*Reading passage*:

13. A data reception method of a mobile station in a cooperative
communication system, comprising: receiving a first signal
transmitted from a base station, the first signal comprising one or
more of a first code word for cooperative transmission and a second
code word for direct transmission; and receiving a second signal
comprising the first code word from a relay equipment which
cooperatively transmits the first signal, wherein the first and
second code words are independent from each other.
14. The data reception method of claim 13, further comprising
transmitting channel information to the base station or the relay
equipment.
15. A data transmission method of a base station in a cooperative
communication system, comprising: performing resource or time
scheduling; allocating resources or transmission times of links
among the base station, a relay equipment and a mobile station in
accordance with the scheduling; and transmitting data to the relay
equipment and the mobile station, respectively, depending on the
allocated resources and transmission times.
16. The data transmission method of claim 15, wherein, in said
performing resource or time scheduling, channel information is used
to perform the scheduling depending on a Signal-to-Noise Ratio
(SNR) or Signal to Interference plus Noise Ratio (SINR) of the link
among the base station, the relay equipment and the mobile
station.
17. The data transmission method of claim 15, wherein, in said
transmitting data to the relay equipment and the mobile station,
respectively, depending on the allocated resources and transmission
times, the data depending on the allocated resources are
transmitted to the relay equipment and the mobile station,
respectively, at different transmission times.
Description
BACKGROUND OF THE INVENTION
[0001] 1. Field of the Invention
[0002] Exemplary embodiments of the present invention relates to a
data transmission and reception method in a wireless communication
system; and, more particularly, to a data transmission and
reception method in a cooperative communication system.

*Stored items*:
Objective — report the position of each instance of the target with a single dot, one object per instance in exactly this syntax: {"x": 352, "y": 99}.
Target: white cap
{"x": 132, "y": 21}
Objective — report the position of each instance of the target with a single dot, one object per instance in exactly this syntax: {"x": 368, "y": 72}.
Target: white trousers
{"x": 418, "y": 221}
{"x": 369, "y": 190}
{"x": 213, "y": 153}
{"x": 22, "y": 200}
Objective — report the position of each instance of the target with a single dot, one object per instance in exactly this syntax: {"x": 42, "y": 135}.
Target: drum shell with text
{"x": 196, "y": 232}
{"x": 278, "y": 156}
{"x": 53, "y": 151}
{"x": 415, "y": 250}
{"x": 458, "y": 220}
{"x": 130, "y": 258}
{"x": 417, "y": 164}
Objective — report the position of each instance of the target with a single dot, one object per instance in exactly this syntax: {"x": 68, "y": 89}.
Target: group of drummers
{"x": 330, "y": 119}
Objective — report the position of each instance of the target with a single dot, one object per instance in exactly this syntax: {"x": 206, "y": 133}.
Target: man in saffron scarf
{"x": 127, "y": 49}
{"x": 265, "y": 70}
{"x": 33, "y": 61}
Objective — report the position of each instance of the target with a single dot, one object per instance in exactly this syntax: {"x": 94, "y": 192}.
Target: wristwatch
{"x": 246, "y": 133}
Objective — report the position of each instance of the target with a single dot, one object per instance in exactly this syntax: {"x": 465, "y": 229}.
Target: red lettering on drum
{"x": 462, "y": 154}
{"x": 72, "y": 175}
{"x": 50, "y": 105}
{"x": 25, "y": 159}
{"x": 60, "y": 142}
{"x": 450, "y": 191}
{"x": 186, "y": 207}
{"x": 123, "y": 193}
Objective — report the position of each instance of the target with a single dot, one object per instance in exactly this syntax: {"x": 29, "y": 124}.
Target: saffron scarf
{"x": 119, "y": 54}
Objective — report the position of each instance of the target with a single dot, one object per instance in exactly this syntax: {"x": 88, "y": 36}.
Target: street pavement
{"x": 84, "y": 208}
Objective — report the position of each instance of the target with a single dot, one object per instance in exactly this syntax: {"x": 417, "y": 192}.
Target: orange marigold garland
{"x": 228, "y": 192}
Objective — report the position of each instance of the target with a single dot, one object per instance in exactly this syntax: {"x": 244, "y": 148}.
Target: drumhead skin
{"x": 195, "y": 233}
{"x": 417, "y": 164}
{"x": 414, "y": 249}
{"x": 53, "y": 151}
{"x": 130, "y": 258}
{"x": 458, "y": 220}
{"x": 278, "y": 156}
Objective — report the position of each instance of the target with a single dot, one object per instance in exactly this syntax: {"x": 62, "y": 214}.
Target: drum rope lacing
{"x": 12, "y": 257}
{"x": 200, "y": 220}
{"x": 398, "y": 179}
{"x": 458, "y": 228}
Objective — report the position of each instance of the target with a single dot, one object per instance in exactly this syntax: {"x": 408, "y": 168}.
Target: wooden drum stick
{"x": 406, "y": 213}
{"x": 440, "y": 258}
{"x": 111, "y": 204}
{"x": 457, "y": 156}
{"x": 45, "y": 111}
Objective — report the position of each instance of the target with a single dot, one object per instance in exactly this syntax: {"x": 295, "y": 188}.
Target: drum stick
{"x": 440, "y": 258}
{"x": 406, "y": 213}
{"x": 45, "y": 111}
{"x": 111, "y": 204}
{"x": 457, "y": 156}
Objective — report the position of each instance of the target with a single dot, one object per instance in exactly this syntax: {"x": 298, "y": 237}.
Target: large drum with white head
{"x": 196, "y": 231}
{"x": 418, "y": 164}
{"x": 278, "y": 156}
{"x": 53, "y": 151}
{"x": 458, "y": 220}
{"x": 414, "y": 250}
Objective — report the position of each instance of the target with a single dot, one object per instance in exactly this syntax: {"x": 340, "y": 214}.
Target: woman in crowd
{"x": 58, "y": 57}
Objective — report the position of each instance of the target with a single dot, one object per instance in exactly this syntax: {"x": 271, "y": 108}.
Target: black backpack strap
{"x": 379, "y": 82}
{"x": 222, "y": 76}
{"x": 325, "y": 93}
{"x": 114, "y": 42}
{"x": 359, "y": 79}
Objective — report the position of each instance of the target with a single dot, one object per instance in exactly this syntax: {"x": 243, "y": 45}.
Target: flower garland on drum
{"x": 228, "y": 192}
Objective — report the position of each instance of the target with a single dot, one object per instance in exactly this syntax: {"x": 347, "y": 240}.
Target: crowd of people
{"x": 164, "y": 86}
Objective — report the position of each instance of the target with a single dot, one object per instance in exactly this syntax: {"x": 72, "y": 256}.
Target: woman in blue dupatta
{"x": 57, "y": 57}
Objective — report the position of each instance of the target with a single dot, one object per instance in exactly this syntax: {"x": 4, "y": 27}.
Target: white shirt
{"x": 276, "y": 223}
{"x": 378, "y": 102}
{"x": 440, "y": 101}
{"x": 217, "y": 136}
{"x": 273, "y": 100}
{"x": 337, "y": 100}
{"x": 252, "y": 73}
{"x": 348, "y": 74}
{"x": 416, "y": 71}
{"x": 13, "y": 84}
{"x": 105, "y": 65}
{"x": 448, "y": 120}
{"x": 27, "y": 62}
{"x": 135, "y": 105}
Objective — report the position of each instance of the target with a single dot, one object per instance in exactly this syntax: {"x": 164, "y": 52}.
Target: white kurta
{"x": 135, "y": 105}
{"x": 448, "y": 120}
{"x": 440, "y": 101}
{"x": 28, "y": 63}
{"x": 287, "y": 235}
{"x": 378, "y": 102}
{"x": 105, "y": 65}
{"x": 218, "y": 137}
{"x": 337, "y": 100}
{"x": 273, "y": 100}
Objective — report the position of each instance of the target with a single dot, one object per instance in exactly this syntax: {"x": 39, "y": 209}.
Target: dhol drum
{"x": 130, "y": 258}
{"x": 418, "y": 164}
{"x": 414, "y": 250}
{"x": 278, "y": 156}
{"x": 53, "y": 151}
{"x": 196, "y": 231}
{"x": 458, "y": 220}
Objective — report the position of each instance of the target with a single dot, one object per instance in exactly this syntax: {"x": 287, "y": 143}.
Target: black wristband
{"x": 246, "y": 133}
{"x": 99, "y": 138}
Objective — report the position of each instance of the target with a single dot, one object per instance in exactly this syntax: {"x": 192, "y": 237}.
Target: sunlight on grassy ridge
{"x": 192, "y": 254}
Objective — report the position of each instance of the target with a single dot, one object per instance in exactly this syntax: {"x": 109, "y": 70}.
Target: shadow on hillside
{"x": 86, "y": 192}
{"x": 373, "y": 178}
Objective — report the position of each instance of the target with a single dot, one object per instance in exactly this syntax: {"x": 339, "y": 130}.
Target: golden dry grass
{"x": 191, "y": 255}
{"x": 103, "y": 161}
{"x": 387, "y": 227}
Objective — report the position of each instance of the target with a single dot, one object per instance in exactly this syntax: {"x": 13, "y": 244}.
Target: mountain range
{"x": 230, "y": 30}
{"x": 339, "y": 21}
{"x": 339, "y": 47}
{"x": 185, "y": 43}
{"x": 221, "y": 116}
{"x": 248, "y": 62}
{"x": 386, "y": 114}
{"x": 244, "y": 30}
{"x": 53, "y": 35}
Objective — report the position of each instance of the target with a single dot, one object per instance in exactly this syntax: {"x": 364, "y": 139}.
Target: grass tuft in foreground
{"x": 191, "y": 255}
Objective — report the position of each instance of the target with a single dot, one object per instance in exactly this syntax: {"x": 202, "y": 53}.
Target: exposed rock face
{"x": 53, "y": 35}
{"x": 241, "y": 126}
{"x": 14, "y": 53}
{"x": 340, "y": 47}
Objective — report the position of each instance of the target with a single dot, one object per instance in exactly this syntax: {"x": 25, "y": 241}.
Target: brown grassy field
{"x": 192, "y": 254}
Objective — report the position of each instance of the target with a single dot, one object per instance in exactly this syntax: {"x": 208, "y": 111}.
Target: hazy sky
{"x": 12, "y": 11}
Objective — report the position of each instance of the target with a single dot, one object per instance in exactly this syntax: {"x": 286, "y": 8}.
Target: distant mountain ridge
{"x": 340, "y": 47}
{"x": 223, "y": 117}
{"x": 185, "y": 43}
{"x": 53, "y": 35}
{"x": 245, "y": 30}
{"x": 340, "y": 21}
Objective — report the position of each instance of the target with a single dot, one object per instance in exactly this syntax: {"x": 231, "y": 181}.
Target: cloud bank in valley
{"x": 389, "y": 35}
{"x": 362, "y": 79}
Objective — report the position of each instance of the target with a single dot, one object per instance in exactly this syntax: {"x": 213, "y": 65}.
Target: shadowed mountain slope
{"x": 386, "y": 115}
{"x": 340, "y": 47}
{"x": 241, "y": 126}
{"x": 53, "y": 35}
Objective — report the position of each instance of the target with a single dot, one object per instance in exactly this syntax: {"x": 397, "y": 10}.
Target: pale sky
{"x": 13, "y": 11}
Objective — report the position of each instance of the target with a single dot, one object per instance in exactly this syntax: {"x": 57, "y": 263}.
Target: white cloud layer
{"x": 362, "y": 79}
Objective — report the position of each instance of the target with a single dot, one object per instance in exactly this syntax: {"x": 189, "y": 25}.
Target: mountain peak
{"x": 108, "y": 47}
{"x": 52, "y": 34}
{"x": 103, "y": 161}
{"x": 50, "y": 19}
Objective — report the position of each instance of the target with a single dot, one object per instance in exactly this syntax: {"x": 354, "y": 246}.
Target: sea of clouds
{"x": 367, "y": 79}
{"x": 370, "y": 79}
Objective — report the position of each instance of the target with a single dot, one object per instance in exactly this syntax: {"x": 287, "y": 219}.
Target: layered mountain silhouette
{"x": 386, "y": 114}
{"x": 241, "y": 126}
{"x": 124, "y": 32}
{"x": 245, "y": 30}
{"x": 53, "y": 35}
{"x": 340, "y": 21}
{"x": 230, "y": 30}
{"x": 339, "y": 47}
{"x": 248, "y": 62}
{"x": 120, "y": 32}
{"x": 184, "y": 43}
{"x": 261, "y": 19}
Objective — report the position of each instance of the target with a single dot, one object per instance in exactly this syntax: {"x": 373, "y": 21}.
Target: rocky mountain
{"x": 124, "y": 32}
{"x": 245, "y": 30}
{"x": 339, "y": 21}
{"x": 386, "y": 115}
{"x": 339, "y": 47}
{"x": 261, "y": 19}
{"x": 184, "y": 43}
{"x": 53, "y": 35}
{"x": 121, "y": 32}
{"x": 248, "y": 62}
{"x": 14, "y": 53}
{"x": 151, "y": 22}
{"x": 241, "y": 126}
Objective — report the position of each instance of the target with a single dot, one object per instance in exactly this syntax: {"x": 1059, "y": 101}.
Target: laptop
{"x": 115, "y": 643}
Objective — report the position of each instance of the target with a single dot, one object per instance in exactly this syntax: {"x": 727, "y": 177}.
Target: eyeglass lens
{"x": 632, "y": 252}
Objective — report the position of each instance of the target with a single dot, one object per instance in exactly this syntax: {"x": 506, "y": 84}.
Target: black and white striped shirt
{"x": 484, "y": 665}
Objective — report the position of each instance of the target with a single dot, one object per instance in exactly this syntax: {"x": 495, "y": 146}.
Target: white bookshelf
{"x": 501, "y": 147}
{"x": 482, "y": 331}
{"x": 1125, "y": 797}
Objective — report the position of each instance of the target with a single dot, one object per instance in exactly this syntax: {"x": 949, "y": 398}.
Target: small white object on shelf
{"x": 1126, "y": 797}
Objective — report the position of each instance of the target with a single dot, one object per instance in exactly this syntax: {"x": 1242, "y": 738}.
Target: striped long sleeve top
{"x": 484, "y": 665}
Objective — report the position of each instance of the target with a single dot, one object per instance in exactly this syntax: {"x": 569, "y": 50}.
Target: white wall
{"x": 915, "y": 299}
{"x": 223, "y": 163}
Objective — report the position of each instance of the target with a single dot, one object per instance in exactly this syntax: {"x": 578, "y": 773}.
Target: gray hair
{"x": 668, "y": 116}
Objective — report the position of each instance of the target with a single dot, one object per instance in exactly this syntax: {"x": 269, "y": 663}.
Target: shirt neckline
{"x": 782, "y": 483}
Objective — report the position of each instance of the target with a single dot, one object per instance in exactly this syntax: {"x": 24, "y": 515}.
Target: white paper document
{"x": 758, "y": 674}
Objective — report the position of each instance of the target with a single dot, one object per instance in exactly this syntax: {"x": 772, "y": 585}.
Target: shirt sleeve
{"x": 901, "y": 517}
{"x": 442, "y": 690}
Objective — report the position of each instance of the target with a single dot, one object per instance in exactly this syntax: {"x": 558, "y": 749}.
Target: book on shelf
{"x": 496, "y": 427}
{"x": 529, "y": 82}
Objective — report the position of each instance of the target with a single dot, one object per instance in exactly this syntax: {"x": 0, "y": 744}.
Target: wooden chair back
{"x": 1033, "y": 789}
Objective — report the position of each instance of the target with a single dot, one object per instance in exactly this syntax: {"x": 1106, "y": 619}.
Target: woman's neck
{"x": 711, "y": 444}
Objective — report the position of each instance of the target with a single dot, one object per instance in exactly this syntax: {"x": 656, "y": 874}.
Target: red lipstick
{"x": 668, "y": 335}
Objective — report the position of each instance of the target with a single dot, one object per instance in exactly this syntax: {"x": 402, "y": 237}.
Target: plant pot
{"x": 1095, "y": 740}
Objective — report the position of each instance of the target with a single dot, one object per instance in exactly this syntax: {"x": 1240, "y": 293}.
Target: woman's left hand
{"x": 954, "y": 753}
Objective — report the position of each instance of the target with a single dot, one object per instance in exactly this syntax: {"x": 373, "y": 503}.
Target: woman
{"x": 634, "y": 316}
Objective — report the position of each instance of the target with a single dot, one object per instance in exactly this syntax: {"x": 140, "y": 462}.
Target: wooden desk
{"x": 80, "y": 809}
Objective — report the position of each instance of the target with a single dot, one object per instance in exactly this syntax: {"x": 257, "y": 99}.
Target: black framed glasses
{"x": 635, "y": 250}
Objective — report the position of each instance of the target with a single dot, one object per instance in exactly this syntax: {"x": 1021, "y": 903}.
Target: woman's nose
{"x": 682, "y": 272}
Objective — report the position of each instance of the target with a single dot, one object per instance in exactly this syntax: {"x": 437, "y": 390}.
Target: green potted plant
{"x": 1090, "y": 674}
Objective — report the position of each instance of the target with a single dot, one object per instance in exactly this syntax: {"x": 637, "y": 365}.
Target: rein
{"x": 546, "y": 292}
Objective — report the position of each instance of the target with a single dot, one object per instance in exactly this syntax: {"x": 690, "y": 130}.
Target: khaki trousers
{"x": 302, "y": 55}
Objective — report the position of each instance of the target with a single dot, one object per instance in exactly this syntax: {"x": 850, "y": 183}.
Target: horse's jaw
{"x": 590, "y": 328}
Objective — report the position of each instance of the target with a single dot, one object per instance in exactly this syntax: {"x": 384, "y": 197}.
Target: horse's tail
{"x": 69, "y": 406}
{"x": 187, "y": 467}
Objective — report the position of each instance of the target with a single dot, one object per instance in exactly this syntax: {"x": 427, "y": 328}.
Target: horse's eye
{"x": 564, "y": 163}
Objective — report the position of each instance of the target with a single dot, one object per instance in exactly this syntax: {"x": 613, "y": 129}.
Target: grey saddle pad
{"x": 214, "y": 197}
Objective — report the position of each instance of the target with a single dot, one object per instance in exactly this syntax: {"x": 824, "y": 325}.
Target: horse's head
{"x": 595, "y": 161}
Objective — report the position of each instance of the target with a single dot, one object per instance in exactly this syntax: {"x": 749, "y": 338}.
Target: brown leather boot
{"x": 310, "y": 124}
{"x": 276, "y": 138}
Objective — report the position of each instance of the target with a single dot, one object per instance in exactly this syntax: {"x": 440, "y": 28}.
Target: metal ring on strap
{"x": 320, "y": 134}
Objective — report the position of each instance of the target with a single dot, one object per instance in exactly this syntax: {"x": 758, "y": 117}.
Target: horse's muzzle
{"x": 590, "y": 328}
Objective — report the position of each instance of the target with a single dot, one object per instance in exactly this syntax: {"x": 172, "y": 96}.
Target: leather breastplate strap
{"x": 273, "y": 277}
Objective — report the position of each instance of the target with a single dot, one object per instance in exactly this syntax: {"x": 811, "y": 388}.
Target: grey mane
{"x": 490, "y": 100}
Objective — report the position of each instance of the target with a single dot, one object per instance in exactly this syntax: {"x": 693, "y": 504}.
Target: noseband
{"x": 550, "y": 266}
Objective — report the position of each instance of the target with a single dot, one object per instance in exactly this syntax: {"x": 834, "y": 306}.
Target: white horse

*Exercise task A*: Print the portion of the patent text on cooperative communication from "15. A data transmission" to "and transmission times.".
*Exercise task B*: Proceed with the patent text on cooperative communication, picking up directly after its final sentence.

*Expected answer A*:
15. A data transmission method of a base station in a cooperative
communication system, comprising: performing resource or time
scheduling; allocating resources or transmission times of links
among the base station, a relay equipment and a mobile station in
accordance with the scheduling; and transmitting data to the relay
equipment and the mobile station, respectively, depending on the
allocated resources and transmission times.

*Expected answer B*:
[0003] 2. Description of Related Art
[0004] In order to support a higher transmission rate than that
provided by the third generation (3G) mobile communication systems
and extend service coverage, the development of the fourth
generation (4G) mobile communication systems is being demanded.
Research institutes and companies of many advanced countries are
already competing in technology development for the standardization
of 4G mobile communication systems.
[0005] The 4G mobile communication systems operating in radio
frequency (RF) bands have a limited range of transmission rates and
service regions due to a high path loss. To solve such a problem, a
signal transmission scheme using multi-hop has been recently
researched. In the scheme using multi-hop, a repeater equipment may
be used to cooperatively transmit data to a mobile station or
mobile station such that a path loss is reduced to implement
high-speed data communication, and a service region may be extended
so as to transmit a signal to a mobile station in a remote position
from an eNode B or base station. In the multi-hop relay system,
that is, the cooperative communication system, communication
between two nodes is performed through a serial wireless link among
a transmitter serving as a base station, relay equipments and a
receiver serving as a mobile station.
[0006] The multi-hop relay technology may be roughly classified
into an amplify & forward scheme and a decode & forward
scheme. The amplify & forward scheme is a scheme in which a
relay equipment simply amplifies an RF signal received from a
transmitter and then forwards the amplified RF signal to a
receiver. In the decode & forward scheme, a relay equipment
demodulates and decodes a received signal, and then modulates and
encodes the signal to cooperatively transmit to a receiver.
Furthermore, the multi-hop relay technology may be divided into a
full duplex scheme and a half duplex scheme. In the full duplex
scheme, a relay equipment receives a signal from a transmitter, and
relays the signal to a receiver at the same time and at the same
frequency. In the half duplex scheme, a relay equipment performs
transmission and reception at different times or at different
frequencies.
[0007] In the cooperative communication system, a theoretical
maximum transmission speed, that is, a maximum channel capacity
depends on block Markov coding (hereinafter, referred to as BMC) of
"Thomas M. Cover". However, the BMC is only a theoretical method,
and a code word transmitted from a transmitter, that is, data has a
dependent relation. Therefore, a relay equipment has difficulties
in re-encoding, and a receiver has difficulties in decoding.
Accordingly, the scheme is difficult to implement in an actual
cooperative communication system.
SUMMARY OF THE INVENTION
[0008] An embodiment of the present invention is directed to a data
transmission and reception method which provides a high-level data
transmission rate in a cooperative communication system and which
may be easily implemented.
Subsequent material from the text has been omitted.